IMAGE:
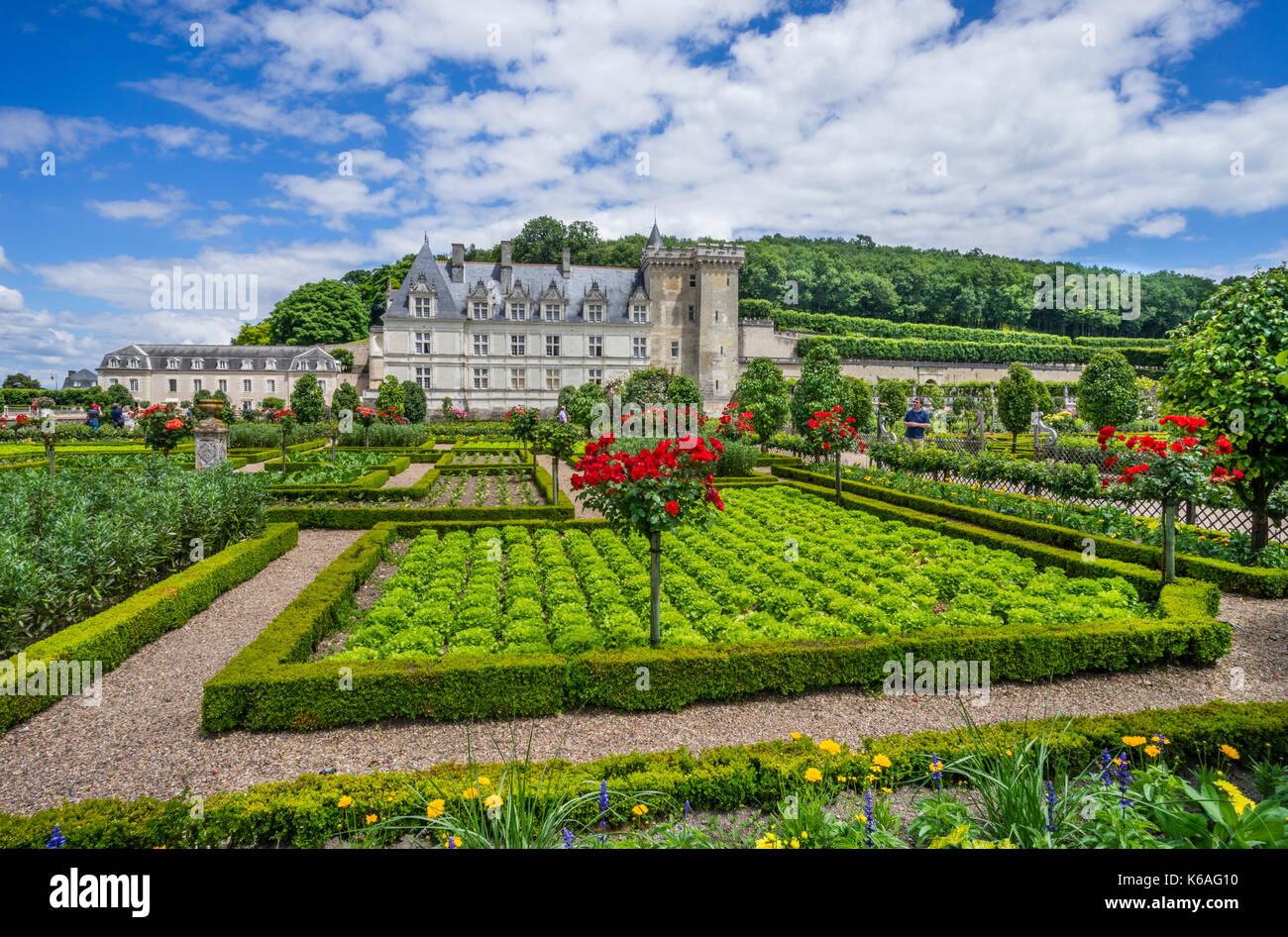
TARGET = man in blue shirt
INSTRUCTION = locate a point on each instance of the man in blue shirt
(917, 421)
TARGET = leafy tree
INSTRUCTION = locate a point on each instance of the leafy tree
(391, 395)
(327, 312)
(308, 402)
(541, 241)
(346, 396)
(253, 334)
(413, 402)
(1223, 368)
(343, 356)
(819, 386)
(1017, 399)
(580, 402)
(1107, 391)
(763, 390)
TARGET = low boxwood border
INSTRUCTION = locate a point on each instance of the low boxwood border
(115, 633)
(1231, 576)
(270, 684)
(305, 812)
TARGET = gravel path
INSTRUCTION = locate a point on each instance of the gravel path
(146, 738)
(408, 476)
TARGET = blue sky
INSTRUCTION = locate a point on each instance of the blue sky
(1087, 130)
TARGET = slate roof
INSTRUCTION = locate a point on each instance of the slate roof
(155, 356)
(616, 282)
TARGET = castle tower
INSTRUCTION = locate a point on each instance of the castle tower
(695, 296)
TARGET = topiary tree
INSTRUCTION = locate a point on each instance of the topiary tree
(1017, 399)
(413, 402)
(390, 395)
(346, 396)
(1223, 368)
(819, 386)
(763, 390)
(1107, 390)
(308, 402)
(323, 313)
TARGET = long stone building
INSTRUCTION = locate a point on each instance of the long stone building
(493, 335)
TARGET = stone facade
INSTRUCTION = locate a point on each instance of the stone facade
(493, 335)
(246, 373)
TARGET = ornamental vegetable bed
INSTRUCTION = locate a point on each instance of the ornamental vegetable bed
(780, 567)
(76, 544)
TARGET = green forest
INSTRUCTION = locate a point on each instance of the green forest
(857, 277)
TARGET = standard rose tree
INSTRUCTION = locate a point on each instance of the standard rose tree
(1168, 469)
(829, 433)
(652, 490)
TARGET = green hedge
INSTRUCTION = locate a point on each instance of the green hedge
(1229, 576)
(114, 635)
(268, 686)
(305, 812)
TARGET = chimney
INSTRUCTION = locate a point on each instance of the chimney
(506, 265)
(458, 262)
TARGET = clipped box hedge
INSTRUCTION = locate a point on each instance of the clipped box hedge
(115, 633)
(1229, 576)
(270, 686)
(305, 812)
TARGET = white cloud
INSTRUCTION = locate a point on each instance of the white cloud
(167, 205)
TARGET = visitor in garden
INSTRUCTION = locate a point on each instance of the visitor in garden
(917, 421)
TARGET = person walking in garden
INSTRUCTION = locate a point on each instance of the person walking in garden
(917, 421)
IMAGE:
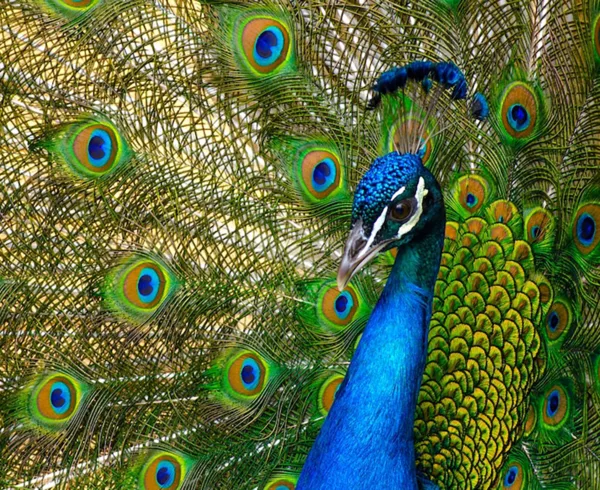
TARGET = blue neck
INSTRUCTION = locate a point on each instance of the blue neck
(367, 438)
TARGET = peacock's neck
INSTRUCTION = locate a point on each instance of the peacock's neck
(367, 438)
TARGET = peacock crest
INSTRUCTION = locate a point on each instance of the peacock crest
(177, 183)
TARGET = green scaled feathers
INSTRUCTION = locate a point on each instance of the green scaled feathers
(176, 186)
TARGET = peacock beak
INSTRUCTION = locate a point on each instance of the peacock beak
(356, 254)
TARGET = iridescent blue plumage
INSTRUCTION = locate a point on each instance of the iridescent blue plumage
(367, 438)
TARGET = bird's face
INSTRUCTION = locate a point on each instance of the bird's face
(395, 203)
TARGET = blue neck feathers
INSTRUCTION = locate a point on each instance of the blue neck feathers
(367, 437)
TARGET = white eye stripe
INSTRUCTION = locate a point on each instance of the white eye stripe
(414, 219)
(376, 227)
(406, 227)
(398, 192)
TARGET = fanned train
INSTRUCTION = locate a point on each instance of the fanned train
(177, 183)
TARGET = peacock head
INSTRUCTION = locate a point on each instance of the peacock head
(397, 202)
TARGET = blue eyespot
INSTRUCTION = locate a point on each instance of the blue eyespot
(553, 321)
(269, 46)
(518, 117)
(250, 374)
(553, 403)
(60, 397)
(343, 305)
(165, 474)
(586, 229)
(471, 200)
(148, 285)
(99, 148)
(324, 175)
(511, 476)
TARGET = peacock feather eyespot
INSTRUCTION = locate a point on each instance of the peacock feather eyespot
(585, 228)
(339, 308)
(471, 193)
(245, 376)
(55, 400)
(282, 482)
(163, 471)
(91, 149)
(320, 173)
(265, 43)
(139, 287)
(327, 393)
(519, 110)
(513, 477)
(555, 407)
(558, 319)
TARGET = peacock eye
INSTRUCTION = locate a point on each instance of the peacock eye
(401, 210)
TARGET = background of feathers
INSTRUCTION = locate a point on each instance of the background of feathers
(208, 187)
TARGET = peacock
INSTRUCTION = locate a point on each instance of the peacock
(300, 244)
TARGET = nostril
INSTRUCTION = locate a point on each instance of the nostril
(356, 246)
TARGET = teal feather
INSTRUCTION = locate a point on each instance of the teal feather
(205, 114)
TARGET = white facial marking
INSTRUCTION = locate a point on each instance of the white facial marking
(414, 219)
(406, 227)
(376, 227)
(398, 192)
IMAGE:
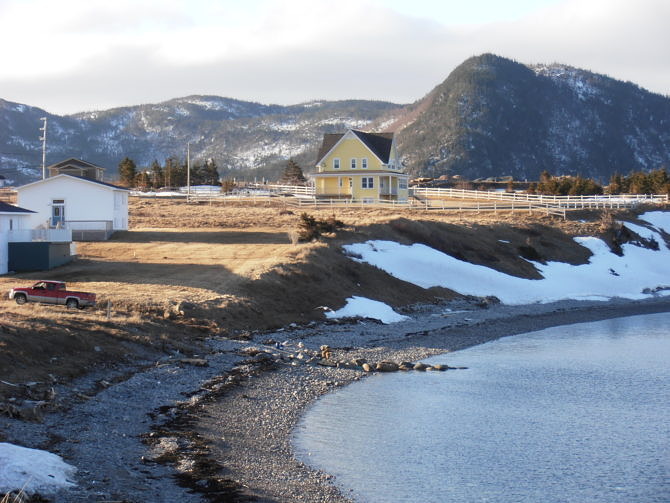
* * * * * * * * *
Pick out each line of the material that contains the word "nostril", and copy those lines out in full.

TARGET = nostril
INSTRUCTION = locate a point on each instance of the nostril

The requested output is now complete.